- **Problem details**
Your answer should be every line with the word "leaf", copied from the data below.

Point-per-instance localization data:
______

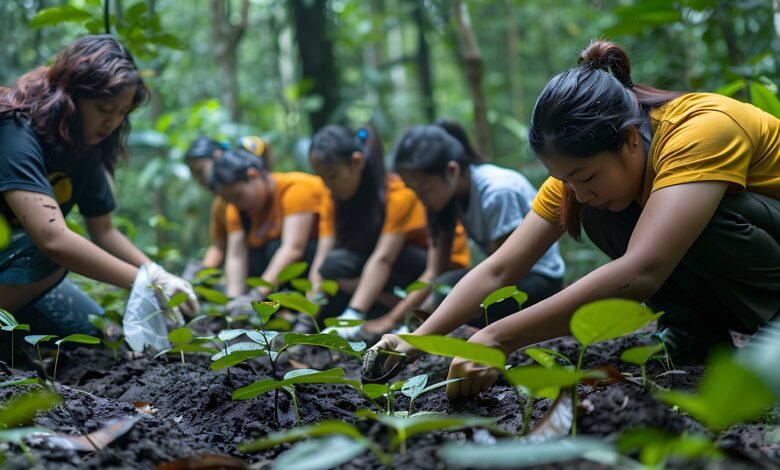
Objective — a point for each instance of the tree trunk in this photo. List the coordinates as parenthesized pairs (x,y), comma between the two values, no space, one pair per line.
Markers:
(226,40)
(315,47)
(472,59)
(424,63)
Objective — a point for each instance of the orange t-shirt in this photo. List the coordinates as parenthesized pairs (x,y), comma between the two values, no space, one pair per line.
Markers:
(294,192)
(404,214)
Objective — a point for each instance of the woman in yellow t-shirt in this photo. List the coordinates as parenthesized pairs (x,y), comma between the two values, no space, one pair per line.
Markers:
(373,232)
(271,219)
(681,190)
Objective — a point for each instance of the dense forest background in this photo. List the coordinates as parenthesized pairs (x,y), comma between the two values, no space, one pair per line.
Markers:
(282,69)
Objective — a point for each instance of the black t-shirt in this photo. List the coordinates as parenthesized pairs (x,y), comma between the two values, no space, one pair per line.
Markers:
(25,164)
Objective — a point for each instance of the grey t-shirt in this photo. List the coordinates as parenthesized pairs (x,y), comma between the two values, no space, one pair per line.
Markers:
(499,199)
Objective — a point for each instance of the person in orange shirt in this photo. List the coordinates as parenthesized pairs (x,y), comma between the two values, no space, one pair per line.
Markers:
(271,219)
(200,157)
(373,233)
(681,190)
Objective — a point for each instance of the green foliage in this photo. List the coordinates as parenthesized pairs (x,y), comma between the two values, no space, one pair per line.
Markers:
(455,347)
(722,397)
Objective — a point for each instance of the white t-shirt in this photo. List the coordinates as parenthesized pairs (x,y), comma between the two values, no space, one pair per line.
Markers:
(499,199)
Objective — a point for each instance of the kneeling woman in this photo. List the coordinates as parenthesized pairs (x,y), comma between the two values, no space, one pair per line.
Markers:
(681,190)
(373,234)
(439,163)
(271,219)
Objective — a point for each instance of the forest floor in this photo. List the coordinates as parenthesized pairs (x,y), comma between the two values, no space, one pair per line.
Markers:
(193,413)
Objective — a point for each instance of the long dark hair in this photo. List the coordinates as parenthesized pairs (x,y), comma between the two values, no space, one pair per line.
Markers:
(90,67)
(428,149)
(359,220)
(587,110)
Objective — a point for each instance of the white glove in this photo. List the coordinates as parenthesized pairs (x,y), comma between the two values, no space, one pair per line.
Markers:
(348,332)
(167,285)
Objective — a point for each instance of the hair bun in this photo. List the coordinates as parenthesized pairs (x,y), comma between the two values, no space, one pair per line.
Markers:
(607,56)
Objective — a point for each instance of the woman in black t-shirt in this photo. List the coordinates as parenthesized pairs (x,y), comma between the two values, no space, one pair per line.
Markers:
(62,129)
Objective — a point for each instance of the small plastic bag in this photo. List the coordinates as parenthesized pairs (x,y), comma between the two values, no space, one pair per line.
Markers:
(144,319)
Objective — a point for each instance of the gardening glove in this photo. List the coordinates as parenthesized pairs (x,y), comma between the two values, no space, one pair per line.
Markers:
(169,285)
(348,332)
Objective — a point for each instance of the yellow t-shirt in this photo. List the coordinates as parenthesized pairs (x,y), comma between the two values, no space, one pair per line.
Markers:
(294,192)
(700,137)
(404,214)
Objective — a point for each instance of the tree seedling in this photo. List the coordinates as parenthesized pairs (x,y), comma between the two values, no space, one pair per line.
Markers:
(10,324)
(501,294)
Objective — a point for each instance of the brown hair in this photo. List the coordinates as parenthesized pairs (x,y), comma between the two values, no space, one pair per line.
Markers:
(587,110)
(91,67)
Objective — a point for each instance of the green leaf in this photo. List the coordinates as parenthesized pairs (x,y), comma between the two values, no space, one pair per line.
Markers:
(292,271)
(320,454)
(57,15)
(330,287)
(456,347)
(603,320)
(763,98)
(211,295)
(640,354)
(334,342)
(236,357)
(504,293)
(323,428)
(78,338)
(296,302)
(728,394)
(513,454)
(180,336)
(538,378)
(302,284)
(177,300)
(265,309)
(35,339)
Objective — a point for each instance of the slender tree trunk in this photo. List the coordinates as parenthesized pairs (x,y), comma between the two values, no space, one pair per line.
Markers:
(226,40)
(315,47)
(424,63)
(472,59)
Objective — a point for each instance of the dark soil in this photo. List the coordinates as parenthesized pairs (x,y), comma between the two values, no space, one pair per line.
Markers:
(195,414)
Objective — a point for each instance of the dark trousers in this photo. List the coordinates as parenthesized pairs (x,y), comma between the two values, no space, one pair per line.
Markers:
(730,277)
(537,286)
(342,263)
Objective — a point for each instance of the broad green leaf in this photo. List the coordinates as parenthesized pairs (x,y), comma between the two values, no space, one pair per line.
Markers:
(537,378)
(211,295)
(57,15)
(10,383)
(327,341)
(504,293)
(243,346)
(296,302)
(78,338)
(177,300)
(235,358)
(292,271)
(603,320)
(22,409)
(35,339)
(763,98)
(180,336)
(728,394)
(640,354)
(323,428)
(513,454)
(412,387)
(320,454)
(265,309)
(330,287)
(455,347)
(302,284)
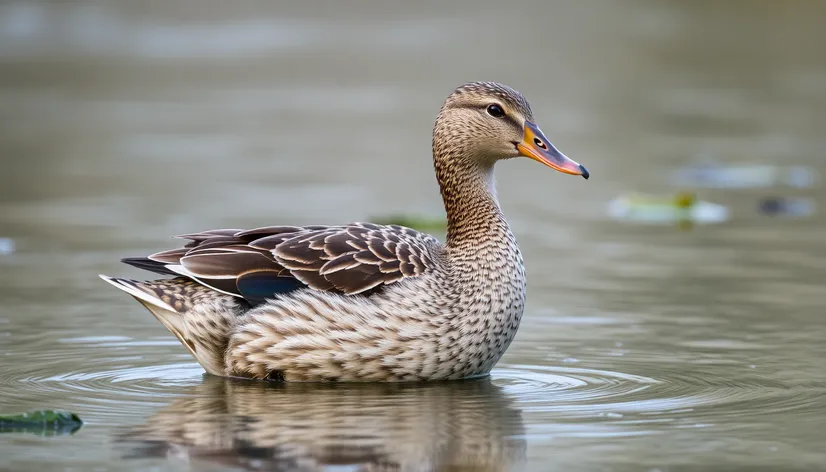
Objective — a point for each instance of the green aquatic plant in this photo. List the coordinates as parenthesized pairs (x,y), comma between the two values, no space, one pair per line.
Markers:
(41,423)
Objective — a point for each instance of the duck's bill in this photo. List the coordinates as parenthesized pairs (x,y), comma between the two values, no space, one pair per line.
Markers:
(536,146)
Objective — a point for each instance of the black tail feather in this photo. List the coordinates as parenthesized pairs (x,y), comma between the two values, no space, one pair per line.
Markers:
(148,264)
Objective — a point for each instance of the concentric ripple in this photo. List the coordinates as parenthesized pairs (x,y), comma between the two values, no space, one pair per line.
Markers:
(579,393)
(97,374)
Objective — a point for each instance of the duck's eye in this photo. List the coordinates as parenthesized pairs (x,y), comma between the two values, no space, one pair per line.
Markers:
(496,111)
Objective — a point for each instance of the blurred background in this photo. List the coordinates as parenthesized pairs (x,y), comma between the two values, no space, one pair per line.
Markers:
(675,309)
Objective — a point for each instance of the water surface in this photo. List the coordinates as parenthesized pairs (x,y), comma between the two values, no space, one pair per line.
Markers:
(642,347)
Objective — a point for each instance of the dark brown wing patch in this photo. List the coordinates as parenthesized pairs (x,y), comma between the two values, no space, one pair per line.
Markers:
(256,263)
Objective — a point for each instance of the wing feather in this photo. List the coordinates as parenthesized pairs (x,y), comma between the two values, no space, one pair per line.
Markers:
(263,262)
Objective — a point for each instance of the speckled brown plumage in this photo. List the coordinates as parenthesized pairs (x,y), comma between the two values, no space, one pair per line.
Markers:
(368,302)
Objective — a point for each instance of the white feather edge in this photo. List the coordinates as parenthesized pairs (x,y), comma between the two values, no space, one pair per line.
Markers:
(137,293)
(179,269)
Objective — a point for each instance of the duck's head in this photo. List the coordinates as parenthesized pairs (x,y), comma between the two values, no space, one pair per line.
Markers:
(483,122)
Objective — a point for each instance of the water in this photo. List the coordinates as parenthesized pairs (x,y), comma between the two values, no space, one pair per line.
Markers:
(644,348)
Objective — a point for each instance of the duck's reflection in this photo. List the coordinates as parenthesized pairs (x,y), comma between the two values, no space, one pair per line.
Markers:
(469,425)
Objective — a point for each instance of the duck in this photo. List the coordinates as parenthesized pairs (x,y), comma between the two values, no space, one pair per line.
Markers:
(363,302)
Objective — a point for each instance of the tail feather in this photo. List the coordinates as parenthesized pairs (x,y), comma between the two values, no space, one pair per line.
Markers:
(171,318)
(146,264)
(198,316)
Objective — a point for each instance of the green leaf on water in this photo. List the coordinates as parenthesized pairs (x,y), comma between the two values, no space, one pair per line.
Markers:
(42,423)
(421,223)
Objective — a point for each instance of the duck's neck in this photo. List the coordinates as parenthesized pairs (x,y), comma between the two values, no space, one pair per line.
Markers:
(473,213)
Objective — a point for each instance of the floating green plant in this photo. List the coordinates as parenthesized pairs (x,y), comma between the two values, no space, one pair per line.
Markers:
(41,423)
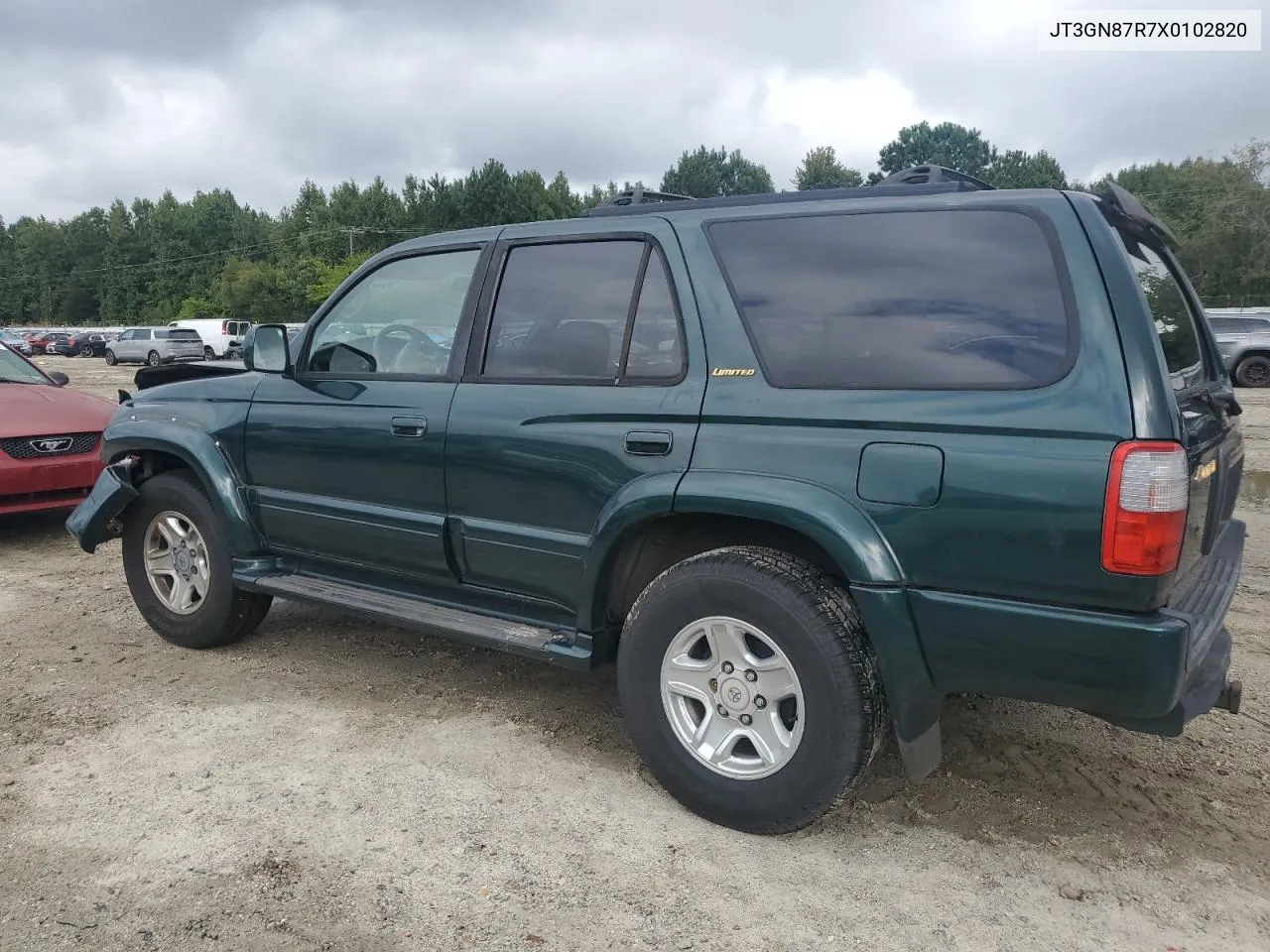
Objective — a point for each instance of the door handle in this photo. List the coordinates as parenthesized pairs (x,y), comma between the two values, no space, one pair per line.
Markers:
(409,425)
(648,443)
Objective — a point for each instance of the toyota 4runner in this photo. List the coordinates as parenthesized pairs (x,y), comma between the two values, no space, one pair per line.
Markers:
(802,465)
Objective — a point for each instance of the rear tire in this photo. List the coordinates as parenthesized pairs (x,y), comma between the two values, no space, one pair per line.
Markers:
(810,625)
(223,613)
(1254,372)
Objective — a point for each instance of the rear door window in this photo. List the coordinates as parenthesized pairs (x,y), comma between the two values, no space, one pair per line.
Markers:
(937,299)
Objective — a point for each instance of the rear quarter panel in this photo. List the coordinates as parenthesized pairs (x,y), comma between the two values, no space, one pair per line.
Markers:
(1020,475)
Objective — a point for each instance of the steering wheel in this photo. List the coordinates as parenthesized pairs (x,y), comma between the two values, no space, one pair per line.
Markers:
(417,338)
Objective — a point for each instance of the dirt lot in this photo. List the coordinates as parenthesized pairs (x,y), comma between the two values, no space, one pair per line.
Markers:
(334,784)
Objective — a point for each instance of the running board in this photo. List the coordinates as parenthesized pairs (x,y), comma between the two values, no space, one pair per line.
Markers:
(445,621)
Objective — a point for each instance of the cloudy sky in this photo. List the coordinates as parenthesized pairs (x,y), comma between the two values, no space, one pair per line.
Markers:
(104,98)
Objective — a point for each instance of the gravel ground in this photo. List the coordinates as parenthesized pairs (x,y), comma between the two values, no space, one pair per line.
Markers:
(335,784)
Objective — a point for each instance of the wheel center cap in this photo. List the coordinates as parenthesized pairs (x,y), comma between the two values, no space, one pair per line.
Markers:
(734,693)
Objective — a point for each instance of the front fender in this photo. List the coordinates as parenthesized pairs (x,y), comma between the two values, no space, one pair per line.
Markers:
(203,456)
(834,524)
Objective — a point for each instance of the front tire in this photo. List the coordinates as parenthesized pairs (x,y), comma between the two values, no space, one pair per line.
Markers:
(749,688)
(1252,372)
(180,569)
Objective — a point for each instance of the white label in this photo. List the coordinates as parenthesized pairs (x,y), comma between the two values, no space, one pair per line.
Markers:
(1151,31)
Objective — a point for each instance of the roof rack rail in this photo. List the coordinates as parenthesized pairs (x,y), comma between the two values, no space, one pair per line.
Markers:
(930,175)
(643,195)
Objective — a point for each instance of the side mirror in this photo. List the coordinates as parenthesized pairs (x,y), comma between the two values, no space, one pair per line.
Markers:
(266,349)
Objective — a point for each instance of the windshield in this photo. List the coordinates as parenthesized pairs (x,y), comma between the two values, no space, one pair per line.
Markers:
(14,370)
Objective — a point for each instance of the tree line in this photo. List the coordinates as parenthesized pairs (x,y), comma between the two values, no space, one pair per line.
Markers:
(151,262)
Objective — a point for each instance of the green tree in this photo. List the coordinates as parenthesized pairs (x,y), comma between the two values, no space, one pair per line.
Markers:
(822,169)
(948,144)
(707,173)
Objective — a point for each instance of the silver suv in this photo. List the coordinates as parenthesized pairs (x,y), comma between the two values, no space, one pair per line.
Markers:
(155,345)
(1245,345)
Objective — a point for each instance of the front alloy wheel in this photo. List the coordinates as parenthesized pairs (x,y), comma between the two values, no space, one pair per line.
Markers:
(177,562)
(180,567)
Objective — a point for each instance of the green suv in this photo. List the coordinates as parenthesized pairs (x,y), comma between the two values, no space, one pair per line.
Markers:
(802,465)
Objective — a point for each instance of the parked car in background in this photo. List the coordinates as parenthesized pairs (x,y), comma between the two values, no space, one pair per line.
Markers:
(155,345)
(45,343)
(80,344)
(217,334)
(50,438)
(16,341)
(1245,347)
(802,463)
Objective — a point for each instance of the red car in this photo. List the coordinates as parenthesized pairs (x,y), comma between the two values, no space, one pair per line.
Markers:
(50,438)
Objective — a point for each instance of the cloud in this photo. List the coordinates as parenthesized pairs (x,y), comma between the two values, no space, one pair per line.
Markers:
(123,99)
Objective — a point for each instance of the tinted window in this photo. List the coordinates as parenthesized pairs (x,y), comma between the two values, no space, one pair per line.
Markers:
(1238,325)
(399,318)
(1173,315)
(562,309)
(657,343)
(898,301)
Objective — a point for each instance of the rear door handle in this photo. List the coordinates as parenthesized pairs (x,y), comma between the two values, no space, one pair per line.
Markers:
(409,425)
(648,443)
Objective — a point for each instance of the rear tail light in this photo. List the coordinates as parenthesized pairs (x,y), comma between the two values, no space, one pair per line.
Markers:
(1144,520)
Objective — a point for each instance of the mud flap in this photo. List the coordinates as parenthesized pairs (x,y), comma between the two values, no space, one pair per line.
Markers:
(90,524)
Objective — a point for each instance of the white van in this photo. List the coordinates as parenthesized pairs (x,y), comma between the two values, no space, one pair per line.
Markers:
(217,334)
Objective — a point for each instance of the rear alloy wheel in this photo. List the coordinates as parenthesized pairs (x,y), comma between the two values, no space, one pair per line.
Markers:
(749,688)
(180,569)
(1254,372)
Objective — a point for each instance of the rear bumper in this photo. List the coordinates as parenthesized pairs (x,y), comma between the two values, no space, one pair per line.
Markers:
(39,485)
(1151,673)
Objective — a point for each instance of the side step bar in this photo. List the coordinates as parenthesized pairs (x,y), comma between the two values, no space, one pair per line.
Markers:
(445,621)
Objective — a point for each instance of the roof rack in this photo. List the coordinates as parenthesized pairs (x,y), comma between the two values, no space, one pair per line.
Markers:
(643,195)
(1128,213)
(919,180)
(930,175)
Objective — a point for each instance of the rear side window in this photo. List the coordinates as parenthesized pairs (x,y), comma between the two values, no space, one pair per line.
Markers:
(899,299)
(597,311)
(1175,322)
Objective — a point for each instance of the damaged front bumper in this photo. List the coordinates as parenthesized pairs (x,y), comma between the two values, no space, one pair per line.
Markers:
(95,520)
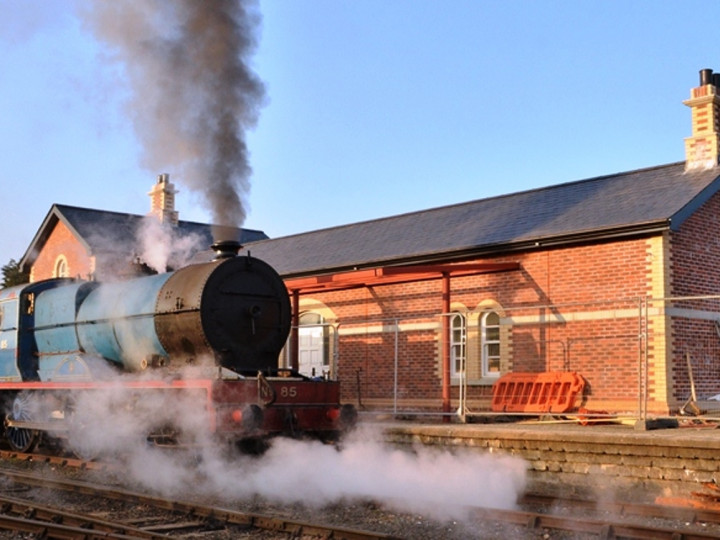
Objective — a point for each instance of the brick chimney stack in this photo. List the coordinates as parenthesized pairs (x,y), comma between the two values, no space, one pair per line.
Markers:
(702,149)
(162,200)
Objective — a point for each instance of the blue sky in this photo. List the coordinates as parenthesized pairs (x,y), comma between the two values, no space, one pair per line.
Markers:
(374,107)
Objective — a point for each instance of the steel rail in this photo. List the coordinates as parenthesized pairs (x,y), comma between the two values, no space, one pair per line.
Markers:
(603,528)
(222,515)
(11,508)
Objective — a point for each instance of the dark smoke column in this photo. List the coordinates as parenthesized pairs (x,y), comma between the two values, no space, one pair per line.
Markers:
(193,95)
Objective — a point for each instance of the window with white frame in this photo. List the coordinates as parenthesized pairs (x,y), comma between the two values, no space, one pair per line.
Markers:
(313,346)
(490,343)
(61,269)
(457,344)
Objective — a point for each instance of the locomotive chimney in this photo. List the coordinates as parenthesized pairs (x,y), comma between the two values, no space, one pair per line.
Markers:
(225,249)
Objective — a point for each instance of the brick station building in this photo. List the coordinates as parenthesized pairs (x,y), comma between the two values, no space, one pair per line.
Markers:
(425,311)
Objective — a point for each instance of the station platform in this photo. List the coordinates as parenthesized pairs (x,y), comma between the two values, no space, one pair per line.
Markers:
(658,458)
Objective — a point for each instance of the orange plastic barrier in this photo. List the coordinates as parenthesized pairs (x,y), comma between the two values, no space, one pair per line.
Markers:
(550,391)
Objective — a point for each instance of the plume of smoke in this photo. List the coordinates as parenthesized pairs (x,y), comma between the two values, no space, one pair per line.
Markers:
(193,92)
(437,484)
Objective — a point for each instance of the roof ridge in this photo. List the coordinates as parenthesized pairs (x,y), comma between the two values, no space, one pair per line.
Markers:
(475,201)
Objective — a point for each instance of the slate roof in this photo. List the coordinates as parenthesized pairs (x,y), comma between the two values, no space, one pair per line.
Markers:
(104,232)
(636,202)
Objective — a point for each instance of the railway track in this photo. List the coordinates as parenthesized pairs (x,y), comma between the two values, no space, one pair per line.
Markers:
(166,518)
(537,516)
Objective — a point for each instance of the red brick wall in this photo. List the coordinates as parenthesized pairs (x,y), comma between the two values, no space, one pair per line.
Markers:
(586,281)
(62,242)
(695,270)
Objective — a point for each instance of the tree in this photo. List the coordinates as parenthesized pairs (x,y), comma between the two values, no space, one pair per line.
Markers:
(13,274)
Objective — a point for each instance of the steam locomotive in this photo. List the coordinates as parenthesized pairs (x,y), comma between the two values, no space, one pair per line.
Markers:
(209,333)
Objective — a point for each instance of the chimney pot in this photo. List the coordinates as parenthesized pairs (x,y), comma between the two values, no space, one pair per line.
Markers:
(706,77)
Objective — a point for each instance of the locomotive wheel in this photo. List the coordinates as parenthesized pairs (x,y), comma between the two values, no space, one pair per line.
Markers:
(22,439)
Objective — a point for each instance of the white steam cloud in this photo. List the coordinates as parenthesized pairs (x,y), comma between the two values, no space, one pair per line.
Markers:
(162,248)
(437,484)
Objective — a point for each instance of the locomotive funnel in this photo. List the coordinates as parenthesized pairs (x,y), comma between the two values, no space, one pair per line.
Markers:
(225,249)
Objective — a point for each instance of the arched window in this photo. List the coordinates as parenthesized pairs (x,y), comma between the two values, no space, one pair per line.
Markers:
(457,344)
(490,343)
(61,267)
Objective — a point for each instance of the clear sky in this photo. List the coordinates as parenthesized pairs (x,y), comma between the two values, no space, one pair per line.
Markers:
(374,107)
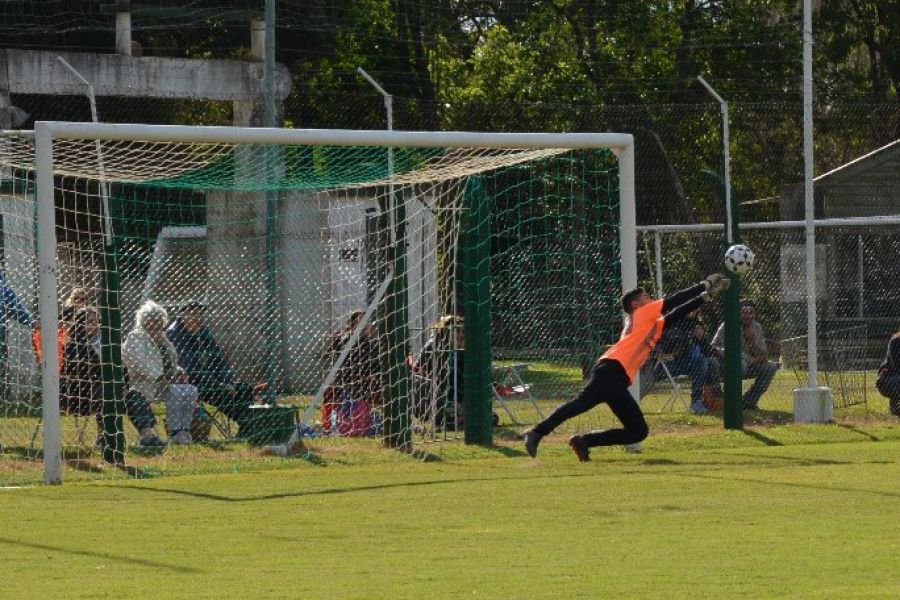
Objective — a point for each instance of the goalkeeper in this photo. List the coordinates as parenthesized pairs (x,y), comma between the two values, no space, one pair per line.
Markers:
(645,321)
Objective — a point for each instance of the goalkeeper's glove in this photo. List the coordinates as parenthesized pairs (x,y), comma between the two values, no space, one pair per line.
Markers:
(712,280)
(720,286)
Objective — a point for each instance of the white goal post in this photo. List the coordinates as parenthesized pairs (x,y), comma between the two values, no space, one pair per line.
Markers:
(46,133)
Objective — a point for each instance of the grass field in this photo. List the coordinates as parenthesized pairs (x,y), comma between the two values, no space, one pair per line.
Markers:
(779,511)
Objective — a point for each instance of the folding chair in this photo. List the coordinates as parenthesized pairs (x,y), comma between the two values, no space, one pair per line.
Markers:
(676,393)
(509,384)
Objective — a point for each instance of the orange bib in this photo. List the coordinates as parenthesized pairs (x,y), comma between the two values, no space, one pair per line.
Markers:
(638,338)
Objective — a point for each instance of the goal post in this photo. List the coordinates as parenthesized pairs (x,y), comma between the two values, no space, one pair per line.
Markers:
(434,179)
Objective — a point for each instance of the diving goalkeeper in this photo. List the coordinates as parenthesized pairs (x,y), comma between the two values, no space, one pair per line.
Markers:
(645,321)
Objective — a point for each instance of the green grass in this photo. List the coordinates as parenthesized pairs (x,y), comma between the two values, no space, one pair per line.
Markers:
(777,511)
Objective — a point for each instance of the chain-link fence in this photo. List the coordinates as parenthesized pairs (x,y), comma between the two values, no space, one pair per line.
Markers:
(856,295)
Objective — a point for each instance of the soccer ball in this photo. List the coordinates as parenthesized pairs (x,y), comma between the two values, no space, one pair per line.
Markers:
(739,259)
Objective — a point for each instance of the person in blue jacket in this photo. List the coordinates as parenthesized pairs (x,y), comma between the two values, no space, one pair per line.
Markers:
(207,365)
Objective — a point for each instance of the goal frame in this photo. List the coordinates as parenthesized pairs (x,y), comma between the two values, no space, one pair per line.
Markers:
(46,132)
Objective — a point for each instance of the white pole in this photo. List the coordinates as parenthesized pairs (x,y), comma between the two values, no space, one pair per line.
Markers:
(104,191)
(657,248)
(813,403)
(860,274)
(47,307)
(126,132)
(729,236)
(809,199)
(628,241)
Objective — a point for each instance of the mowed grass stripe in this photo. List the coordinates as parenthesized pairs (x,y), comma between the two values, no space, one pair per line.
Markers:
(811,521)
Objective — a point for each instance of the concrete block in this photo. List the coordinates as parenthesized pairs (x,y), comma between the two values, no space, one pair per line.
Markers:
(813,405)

______

- **Task response**
Objective — a point for each instance of the green leaf in this photo. List the coordinates as parenthesized pairs (x,y), comma between the two values, no space, one pair per line.
Objective — a point for each instance of the broad green leaf in this photo. List the coordinates as parenthesized pairs (x,y), comma between the two values, no space, one pair per line.
Objective — a point for each instance of the green leaf on water in this photo. List the coordinates as parenthesized pairs (x,y), comma between the two values, no space, one pair per line.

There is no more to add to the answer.